Pointing and labeling entries:
▼▼▼

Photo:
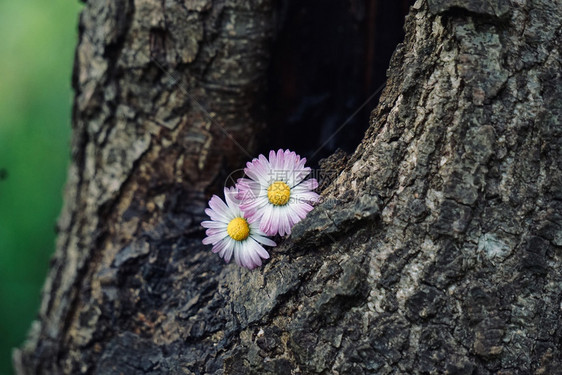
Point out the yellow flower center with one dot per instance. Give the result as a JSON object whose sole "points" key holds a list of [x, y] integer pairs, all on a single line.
{"points": [[278, 193], [238, 229]]}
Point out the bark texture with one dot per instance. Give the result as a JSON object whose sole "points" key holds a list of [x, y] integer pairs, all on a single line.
{"points": [[437, 249]]}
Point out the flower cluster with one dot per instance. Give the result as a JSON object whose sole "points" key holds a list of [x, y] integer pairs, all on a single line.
{"points": [[271, 200]]}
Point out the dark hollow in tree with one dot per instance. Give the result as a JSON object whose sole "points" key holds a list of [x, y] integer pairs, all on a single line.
{"points": [[436, 250]]}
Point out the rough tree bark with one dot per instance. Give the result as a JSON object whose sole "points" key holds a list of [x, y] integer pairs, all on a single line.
{"points": [[437, 249]]}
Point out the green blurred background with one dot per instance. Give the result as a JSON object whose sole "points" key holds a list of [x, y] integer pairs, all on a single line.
{"points": [[36, 55]]}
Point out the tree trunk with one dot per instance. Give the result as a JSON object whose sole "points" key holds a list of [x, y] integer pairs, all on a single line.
{"points": [[437, 248]]}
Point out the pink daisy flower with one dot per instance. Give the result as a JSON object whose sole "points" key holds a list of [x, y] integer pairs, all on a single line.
{"points": [[276, 192], [232, 233]]}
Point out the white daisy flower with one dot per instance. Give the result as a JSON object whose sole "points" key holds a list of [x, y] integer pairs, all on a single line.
{"points": [[276, 192], [232, 233]]}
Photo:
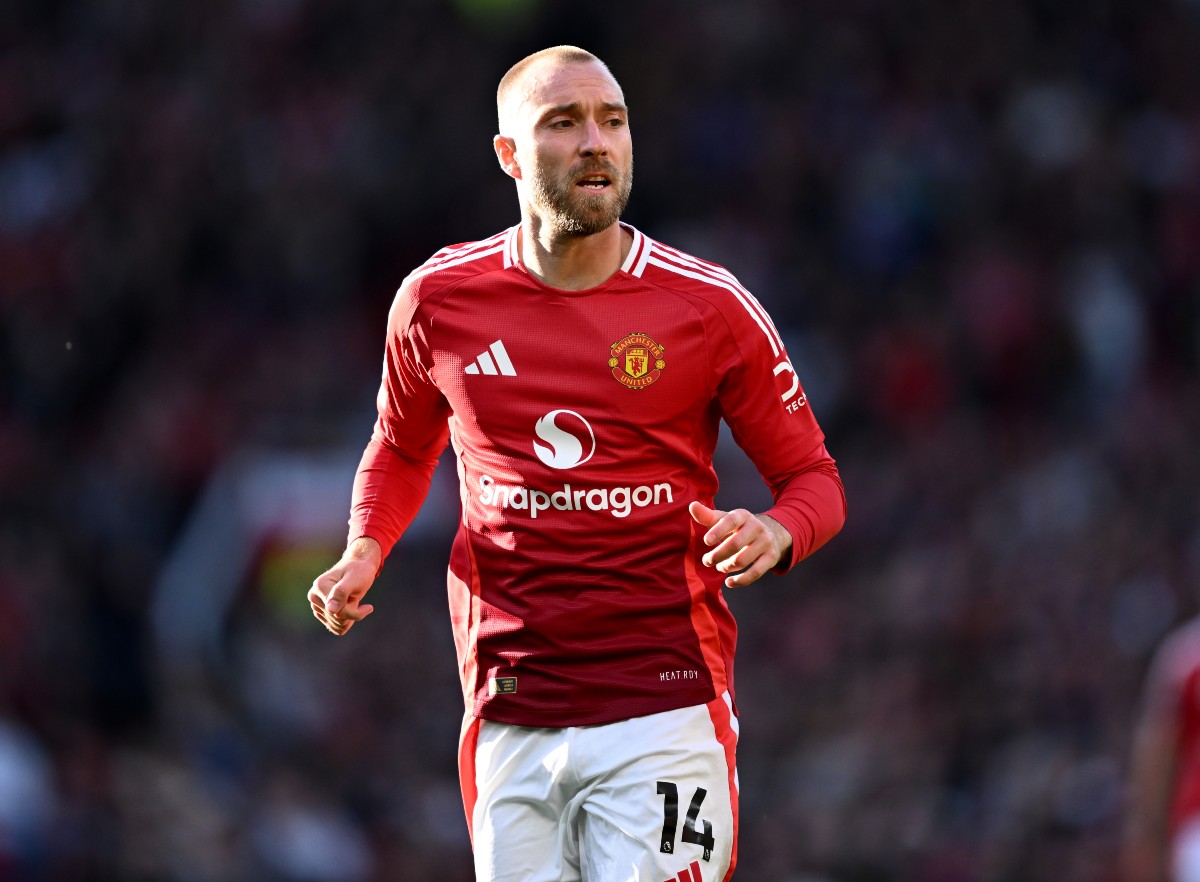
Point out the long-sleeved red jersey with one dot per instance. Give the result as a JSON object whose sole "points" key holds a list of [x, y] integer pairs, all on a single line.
{"points": [[585, 424]]}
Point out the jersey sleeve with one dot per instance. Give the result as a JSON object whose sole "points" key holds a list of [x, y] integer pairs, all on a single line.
{"points": [[411, 431], [761, 399]]}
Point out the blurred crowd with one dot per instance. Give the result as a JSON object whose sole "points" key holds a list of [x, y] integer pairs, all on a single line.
{"points": [[976, 223]]}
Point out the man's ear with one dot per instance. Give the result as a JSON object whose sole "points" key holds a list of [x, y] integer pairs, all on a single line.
{"points": [[507, 154]]}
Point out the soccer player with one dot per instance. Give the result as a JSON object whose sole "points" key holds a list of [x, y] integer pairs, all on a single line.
{"points": [[581, 370], [1163, 820]]}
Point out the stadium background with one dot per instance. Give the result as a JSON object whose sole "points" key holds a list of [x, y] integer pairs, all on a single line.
{"points": [[977, 225]]}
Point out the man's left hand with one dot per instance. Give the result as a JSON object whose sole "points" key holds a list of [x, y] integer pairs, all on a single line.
{"points": [[743, 544]]}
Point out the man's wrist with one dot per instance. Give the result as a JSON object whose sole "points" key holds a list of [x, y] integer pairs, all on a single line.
{"points": [[365, 549], [783, 539]]}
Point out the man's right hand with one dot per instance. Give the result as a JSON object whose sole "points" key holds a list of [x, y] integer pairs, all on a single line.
{"points": [[336, 594]]}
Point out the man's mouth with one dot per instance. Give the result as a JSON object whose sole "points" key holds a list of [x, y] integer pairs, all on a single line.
{"points": [[595, 181]]}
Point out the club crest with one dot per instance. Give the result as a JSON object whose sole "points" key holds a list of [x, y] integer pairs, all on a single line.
{"points": [[636, 361]]}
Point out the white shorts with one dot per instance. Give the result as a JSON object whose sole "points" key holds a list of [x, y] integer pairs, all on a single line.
{"points": [[1186, 853], [648, 799]]}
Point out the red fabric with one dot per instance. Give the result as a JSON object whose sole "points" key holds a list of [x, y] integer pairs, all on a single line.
{"points": [[585, 424]]}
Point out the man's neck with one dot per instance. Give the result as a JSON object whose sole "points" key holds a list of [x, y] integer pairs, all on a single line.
{"points": [[573, 263]]}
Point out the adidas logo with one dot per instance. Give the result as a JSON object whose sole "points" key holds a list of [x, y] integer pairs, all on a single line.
{"points": [[484, 364]]}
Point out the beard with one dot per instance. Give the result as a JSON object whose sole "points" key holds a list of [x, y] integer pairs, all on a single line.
{"points": [[573, 213]]}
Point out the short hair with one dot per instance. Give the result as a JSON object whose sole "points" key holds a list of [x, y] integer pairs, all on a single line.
{"points": [[510, 81]]}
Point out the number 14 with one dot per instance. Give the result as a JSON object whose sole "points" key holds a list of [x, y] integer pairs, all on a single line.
{"points": [[670, 791]]}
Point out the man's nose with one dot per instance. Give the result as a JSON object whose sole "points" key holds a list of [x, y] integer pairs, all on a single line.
{"points": [[594, 142]]}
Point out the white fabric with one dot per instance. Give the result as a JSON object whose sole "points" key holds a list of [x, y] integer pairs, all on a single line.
{"points": [[583, 804]]}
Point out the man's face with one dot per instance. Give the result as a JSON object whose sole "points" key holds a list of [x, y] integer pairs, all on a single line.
{"points": [[574, 148]]}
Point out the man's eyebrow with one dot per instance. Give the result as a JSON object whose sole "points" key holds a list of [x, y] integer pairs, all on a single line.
{"points": [[574, 108]]}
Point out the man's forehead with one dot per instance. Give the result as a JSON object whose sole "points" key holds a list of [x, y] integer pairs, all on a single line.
{"points": [[552, 82]]}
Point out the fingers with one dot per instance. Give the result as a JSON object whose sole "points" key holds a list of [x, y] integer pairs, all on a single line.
{"points": [[742, 545], [334, 599]]}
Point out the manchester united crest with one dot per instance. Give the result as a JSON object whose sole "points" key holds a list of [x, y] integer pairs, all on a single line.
{"points": [[636, 361]]}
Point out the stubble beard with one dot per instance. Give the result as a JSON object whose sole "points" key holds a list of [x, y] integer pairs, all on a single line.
{"points": [[573, 214]]}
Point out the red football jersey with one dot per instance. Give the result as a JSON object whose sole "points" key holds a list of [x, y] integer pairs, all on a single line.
{"points": [[1175, 695], [585, 424]]}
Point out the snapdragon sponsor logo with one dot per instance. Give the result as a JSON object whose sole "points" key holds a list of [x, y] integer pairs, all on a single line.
{"points": [[618, 502]]}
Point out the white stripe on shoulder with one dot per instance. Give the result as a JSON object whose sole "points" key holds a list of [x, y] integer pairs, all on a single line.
{"points": [[635, 250], [513, 246], [703, 274], [456, 251], [456, 257], [456, 262], [721, 273]]}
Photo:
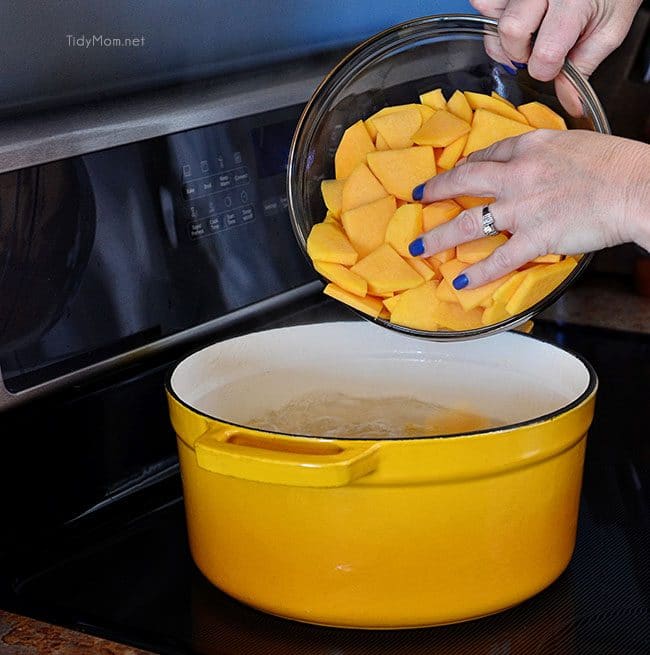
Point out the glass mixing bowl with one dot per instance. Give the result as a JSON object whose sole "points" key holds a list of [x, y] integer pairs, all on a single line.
{"points": [[394, 67]]}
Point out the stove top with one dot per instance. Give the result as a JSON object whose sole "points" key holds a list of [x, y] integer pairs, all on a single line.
{"points": [[123, 571]]}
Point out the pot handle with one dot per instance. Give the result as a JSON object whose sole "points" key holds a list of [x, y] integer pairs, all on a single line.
{"points": [[281, 460]]}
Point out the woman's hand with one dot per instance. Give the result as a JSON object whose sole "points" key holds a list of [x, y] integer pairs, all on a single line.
{"points": [[584, 31], [562, 192]]}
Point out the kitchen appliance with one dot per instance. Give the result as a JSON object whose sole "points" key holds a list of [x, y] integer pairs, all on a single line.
{"points": [[93, 530]]}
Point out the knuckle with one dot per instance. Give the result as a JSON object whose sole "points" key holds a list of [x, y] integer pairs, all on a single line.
{"points": [[467, 225], [511, 27]]}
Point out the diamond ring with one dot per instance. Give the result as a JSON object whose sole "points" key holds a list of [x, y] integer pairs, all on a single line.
{"points": [[488, 223]]}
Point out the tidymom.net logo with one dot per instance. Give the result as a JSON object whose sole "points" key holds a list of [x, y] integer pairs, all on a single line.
{"points": [[103, 41]]}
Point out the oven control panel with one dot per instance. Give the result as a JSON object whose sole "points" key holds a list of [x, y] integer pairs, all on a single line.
{"points": [[123, 248]]}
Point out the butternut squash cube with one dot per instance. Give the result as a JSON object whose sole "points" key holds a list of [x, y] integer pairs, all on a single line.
{"points": [[467, 202], [360, 188], [459, 106], [474, 251], [355, 144], [398, 127], [404, 226], [332, 192], [542, 117], [494, 94], [366, 225], [342, 277], [367, 305], [489, 127], [386, 271], [495, 105], [420, 266], [381, 143], [415, 308], [451, 154], [439, 212], [400, 171], [538, 283], [451, 316], [327, 243], [434, 99], [441, 129], [469, 298], [445, 292]]}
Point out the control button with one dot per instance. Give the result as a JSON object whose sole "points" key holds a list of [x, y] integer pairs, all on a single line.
{"points": [[247, 214], [240, 176], [230, 218], [224, 180], [196, 229], [189, 190], [270, 207], [215, 224]]}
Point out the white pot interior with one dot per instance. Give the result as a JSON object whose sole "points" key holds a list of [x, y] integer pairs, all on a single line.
{"points": [[508, 377]]}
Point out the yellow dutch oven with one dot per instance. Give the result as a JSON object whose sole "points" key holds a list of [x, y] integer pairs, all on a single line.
{"points": [[382, 533]]}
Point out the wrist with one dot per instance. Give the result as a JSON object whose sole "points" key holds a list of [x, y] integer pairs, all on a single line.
{"points": [[637, 200]]}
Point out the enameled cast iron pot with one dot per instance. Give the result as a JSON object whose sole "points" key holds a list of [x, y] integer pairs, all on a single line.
{"points": [[382, 533]]}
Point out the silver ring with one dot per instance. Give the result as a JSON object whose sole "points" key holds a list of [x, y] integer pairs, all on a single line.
{"points": [[488, 223]]}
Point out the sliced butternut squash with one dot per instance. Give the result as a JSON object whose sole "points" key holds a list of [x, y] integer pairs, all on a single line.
{"points": [[327, 243], [366, 225], [386, 271], [355, 144], [400, 171]]}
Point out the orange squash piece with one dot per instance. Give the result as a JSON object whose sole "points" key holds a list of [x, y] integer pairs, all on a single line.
{"points": [[400, 171], [386, 271], [474, 251], [434, 99], [360, 188], [469, 298], [366, 226], [398, 127], [451, 154], [327, 243], [355, 144], [404, 226], [542, 117], [332, 192], [343, 277], [367, 305], [489, 127], [459, 106], [439, 212], [538, 283], [441, 129], [495, 105], [416, 307]]}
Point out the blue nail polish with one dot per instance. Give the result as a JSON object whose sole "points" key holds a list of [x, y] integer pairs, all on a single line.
{"points": [[416, 248], [509, 69], [460, 282]]}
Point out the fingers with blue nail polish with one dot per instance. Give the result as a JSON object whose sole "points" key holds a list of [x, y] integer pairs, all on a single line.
{"points": [[416, 248], [418, 192], [460, 282]]}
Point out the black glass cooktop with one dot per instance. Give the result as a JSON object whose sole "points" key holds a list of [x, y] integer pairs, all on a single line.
{"points": [[125, 572]]}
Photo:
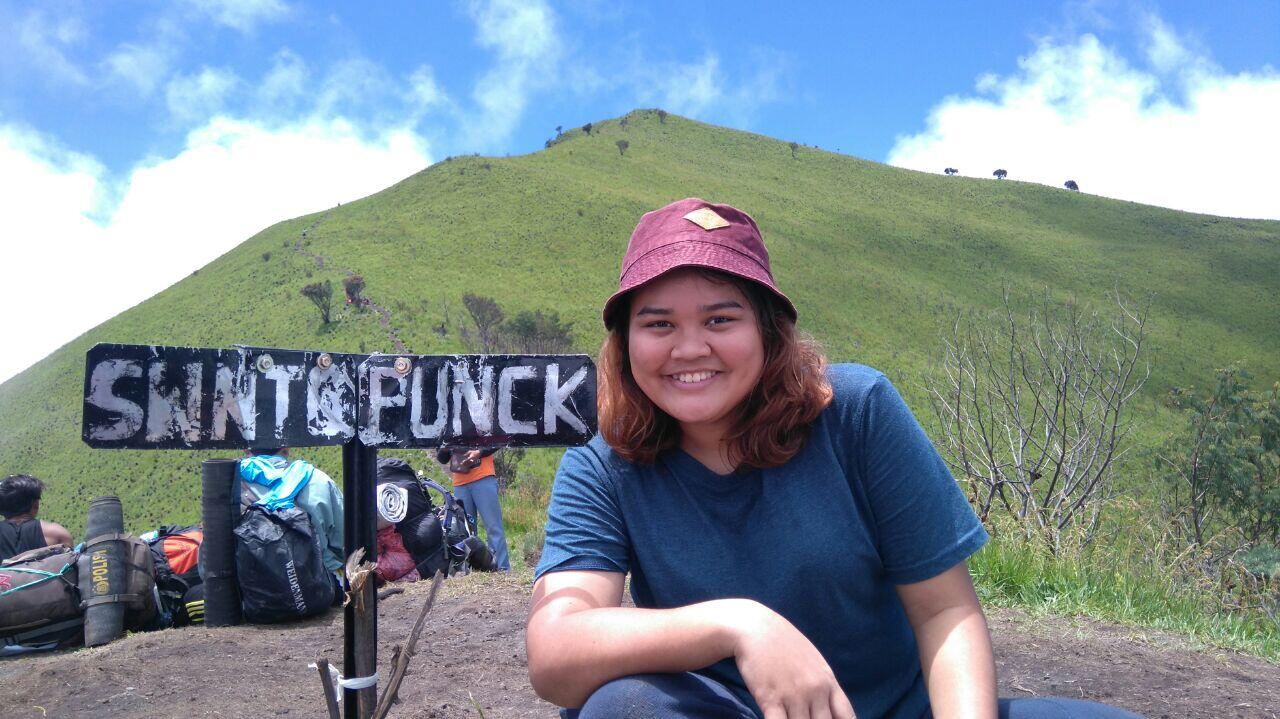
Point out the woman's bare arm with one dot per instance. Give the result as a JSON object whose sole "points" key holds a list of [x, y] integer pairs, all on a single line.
{"points": [[954, 644], [580, 636], [579, 639]]}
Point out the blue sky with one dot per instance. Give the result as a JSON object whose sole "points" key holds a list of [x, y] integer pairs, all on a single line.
{"points": [[133, 131]]}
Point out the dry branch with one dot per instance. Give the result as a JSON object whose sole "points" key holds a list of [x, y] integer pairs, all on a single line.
{"points": [[400, 663]]}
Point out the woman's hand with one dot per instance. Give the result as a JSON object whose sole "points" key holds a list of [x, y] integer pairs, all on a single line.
{"points": [[785, 672]]}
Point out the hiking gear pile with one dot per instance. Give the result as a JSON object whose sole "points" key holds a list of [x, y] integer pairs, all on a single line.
{"points": [[279, 560], [439, 537], [176, 552], [39, 598], [42, 596]]}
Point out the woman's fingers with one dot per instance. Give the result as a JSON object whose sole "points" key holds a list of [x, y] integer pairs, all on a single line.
{"points": [[798, 708], [840, 706], [773, 711]]}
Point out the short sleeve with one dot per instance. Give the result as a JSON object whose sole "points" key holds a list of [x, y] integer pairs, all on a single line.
{"points": [[584, 521], [923, 522]]}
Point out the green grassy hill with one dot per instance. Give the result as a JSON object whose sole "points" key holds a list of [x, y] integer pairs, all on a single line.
{"points": [[876, 259]]}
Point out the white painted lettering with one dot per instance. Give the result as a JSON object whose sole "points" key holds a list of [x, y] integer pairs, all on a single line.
{"points": [[167, 418], [101, 394], [553, 401], [373, 430], [442, 403], [234, 395], [283, 375], [506, 421], [328, 393], [478, 397]]}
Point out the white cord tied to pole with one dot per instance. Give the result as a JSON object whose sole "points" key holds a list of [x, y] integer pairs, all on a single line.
{"points": [[352, 683]]}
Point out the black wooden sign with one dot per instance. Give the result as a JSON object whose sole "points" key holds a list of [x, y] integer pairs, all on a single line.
{"points": [[152, 397], [478, 401]]}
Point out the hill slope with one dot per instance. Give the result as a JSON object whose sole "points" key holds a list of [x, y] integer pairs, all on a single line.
{"points": [[876, 257]]}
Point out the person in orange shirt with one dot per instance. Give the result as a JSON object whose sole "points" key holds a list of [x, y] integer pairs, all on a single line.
{"points": [[476, 486]]}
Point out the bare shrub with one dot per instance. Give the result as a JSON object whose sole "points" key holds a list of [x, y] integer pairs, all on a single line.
{"points": [[1032, 411]]}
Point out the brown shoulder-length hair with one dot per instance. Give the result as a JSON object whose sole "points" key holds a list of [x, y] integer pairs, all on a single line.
{"points": [[773, 421]]}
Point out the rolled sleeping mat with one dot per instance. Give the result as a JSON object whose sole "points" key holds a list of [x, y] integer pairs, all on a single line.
{"points": [[219, 505], [103, 572]]}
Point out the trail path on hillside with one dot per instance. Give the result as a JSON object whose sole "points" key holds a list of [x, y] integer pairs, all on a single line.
{"points": [[383, 312], [472, 646]]}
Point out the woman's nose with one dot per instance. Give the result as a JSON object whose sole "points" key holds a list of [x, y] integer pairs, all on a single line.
{"points": [[690, 346]]}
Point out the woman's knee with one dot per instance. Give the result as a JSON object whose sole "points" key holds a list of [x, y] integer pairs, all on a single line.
{"points": [[1059, 708], [644, 696]]}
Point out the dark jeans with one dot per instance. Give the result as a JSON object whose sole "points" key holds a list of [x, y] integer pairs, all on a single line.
{"points": [[693, 696]]}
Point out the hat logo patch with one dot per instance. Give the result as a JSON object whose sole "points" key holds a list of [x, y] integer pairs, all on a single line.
{"points": [[707, 219]]}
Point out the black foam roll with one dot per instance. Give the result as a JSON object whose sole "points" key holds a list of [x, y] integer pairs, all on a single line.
{"points": [[101, 572], [219, 505]]}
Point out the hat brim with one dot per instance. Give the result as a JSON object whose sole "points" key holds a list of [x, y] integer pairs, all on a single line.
{"points": [[691, 253]]}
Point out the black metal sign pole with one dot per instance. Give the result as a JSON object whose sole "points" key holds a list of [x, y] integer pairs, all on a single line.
{"points": [[360, 527]]}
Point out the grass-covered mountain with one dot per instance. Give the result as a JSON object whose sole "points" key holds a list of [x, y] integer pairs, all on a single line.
{"points": [[876, 257]]}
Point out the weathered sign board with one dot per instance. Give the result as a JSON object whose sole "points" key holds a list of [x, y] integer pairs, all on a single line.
{"points": [[478, 401], [154, 397]]}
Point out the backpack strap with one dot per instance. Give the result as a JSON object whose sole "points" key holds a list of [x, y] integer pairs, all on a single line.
{"points": [[132, 599]]}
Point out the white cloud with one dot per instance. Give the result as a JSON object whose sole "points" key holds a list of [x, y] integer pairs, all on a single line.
{"points": [[243, 15], [140, 67], [693, 88], [37, 44], [287, 79], [703, 90], [524, 36], [232, 178], [1182, 133], [201, 95]]}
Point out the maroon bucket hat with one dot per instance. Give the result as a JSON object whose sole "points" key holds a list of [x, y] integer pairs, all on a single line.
{"points": [[694, 233]]}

▲▲▲

DIRECTIVE: Give back exactly the lines from the line holding "Point out the black foam" through the last line of the listing, including both.

ANSWER FOR THIS EXERCISE:
Point out the black foam roll with one dot per instance. Give the result as a JSON object whose sole "points" key holds a list of [x, y] integer pairs, all on a single line.
{"points": [[101, 572], [219, 505]]}
Point out the hat brim with one dot per instance. Give the result as a JSON object whose sole "points" key holds a list of [x, y] integer pairs, all on a single line.
{"points": [[691, 253]]}
Point out the black metal sign pole with one dot per instance. Give the result as a JSON object whose sole "points" key holds a list of [x, y] integer pairs, all on a single line.
{"points": [[360, 527]]}
Point out the grass-covered mountain with one dot per instance. Give the result as a JSON object whose sole "points" key holds a list of [x, y] integer pairs, all on a single line.
{"points": [[876, 257]]}
Point out the weathered sign board with one dot per instance. Give the result as a JSON object whose sole "points" key holds a list of [x, y] integer pairs, all on a single line.
{"points": [[478, 401], [154, 397]]}
Point out the backpack strap with one dot per instance. Give the result as a JSON object whose sole "points" key holds a list of [x, y] integer pairs, all on a single line.
{"points": [[132, 599]]}
Point out the white cloud with one dot per instance. Give the result as a JSON object whose sole "points" key holds a list of [x, y] integer pairs, all on a single line.
{"points": [[243, 15], [140, 67], [693, 88], [37, 44], [287, 79], [703, 90], [524, 36], [232, 178], [1182, 133], [201, 95]]}
Point out the maroon bucket hat with one dot per instance. Give the result as a JSON object whose sole "points" key holds a list of [x, y] integer pairs, all on a single line.
{"points": [[694, 233]]}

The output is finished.